Goal:
Show every line below that contains the string "brown", copying each in full and in its original order.

Information given:
/---

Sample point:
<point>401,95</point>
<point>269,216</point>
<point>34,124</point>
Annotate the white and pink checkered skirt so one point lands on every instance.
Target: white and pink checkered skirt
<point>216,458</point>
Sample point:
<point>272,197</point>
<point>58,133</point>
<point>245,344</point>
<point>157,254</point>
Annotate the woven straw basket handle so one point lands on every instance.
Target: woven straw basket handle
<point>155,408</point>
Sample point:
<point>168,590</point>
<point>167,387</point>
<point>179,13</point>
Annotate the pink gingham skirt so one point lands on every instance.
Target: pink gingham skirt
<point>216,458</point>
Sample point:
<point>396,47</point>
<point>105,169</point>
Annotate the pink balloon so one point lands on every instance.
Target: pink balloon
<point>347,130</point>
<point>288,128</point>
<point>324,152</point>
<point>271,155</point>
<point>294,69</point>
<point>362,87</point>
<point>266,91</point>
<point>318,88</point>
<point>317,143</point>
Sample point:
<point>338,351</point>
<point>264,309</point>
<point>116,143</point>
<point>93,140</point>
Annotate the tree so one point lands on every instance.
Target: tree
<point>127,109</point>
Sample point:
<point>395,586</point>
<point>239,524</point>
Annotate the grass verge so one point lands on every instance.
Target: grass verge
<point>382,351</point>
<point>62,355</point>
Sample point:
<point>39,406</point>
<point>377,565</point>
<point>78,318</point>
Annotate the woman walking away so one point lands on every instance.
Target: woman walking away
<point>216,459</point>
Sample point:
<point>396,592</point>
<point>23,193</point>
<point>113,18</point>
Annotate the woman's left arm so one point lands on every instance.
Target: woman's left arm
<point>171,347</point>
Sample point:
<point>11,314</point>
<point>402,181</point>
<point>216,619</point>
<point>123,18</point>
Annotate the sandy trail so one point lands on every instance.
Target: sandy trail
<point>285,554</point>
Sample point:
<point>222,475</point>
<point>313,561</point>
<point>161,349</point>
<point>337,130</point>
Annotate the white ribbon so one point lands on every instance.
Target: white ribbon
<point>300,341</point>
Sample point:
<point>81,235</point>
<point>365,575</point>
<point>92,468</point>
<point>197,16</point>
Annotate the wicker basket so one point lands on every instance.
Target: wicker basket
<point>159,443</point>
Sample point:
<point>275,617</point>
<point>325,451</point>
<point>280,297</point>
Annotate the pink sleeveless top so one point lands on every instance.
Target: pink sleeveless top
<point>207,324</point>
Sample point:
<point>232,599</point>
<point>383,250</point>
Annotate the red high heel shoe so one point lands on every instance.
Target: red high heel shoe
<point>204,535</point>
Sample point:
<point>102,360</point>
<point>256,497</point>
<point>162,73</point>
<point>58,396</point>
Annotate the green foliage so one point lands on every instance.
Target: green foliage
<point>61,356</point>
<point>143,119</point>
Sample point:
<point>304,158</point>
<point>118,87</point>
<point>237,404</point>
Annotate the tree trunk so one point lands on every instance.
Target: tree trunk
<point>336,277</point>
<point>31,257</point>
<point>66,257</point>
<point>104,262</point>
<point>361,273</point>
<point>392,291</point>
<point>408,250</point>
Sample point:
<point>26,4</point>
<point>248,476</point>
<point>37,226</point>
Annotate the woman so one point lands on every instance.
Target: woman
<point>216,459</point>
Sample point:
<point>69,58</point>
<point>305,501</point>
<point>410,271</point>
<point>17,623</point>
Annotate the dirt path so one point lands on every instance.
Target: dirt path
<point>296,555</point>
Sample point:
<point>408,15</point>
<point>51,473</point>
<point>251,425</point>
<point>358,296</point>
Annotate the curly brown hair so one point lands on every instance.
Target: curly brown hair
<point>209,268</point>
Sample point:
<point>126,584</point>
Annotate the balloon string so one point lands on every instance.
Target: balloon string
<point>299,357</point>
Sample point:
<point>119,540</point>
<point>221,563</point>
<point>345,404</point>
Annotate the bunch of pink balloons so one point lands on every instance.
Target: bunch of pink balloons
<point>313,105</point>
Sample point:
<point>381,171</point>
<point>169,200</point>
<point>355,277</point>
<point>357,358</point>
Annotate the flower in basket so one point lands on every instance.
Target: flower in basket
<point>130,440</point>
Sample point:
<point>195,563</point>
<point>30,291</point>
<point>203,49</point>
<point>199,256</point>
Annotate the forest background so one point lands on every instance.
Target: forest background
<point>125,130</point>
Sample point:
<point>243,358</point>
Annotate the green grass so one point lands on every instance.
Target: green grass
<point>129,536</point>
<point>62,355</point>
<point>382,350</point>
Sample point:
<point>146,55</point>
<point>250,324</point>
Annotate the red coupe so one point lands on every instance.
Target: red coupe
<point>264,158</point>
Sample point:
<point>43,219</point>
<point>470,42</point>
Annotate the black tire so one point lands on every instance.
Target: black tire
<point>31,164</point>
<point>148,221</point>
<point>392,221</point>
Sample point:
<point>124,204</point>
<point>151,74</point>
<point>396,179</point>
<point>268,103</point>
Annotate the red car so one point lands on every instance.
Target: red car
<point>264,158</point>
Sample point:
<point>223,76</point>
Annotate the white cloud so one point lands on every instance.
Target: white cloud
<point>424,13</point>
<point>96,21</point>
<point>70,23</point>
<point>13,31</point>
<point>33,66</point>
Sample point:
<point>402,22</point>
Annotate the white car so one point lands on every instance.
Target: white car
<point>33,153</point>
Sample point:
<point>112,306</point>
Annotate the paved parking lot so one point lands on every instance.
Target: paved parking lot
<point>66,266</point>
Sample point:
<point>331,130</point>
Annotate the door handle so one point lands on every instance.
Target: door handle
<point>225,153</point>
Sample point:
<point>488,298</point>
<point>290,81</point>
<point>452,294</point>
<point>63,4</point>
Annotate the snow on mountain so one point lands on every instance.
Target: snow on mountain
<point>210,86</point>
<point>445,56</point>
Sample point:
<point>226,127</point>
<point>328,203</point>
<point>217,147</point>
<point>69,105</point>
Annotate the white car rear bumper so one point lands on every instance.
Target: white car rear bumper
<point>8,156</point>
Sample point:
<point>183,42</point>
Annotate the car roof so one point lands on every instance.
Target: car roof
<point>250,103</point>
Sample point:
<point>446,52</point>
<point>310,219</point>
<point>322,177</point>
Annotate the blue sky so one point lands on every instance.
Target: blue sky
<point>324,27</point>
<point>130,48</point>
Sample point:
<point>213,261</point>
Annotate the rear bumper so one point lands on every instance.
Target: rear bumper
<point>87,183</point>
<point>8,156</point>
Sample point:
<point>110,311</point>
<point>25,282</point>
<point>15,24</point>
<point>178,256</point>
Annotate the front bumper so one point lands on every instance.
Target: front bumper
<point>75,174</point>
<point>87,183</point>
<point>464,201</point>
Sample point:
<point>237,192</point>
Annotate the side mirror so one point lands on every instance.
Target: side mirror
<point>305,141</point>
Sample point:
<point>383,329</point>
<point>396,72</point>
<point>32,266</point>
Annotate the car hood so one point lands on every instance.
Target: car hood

\---

Solution for this task:
Annotate the curly brown hair so one point lands on every instance.
Target: curly brown hair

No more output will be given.